### EXERCISE BRIEF:
Please reproduce all of the entries exactly, without omitting any.

### MATERIAL FOR THE TASK:
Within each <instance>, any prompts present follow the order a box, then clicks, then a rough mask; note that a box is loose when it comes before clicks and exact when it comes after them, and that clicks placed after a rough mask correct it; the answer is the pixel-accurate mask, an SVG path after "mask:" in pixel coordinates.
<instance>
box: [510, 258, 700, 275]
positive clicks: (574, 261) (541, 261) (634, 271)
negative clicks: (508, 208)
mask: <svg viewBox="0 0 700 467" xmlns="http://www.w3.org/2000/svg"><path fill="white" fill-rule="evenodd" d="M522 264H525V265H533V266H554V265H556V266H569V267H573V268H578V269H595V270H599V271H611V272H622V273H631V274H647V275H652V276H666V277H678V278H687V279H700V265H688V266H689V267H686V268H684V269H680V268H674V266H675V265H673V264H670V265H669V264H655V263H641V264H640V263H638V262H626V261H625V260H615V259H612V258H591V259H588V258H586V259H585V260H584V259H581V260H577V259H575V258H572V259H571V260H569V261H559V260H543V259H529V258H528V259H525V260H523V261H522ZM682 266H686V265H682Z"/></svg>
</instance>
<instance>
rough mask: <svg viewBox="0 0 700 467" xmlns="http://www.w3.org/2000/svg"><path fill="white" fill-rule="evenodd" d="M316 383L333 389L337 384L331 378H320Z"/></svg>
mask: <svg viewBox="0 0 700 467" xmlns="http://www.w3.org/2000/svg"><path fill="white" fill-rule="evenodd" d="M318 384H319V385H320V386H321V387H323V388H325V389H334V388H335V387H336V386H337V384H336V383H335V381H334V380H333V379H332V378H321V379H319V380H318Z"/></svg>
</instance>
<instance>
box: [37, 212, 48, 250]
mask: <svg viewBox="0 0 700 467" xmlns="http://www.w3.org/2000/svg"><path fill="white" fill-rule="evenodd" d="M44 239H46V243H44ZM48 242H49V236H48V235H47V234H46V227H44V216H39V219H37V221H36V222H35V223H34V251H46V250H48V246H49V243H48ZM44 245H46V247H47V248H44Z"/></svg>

### SOLUTION FOR THIS TASK:
Within each <instance>, any prompts present follow the order a box, then clicks, then a rough mask; note that a box is loose when it comes before clicks and exact when it comes after them, and that clicks placed after a rough mask correct it; the answer is the pixel-accurate mask, an SVG path after "mask:" in pixel coordinates.
<instance>
box: [510, 258, 700, 275]
positive clicks: (574, 261) (541, 261) (634, 271)
negative clicks: (508, 208)
mask: <svg viewBox="0 0 700 467" xmlns="http://www.w3.org/2000/svg"><path fill="white" fill-rule="evenodd" d="M522 264H525V265H533V266H554V265H556V266H569V267H573V268H578V269H595V270H599V271H611V272H622V273H631V274H647V275H652V276H666V277H678V278H687V279H700V265H688V266H689V267H686V268H684V269H680V268H674V266H675V265H673V264H670V265H669V264H655V263H641V264H640V263H638V262H626V261H625V260H615V259H612V258H591V259H588V258H586V259H585V260H584V259H581V260H577V259H575V258H572V259H571V260H569V261H559V260H543V259H529V258H528V259H525V260H523V261H522ZM682 266H686V265H682Z"/></svg>
</instance>
<instance>
rough mask: <svg viewBox="0 0 700 467" xmlns="http://www.w3.org/2000/svg"><path fill="white" fill-rule="evenodd" d="M316 383L333 389L337 384L331 378H320Z"/></svg>
mask: <svg viewBox="0 0 700 467" xmlns="http://www.w3.org/2000/svg"><path fill="white" fill-rule="evenodd" d="M318 384H319V385H320V386H321V387H323V388H325V389H334V388H335V387H336V386H337V384H336V383H335V381H334V380H333V379H332V378H321V379H319V380H318Z"/></svg>
</instance>
<instance>
box: [37, 212, 48, 250]
mask: <svg viewBox="0 0 700 467" xmlns="http://www.w3.org/2000/svg"><path fill="white" fill-rule="evenodd" d="M44 239H46V243H44ZM48 242H49V236H48V235H47V234H46V227H44V216H39V219H37V221H36V222H35V223H34V251H46V250H48V246H49V243H48ZM44 245H46V247H47V248H44Z"/></svg>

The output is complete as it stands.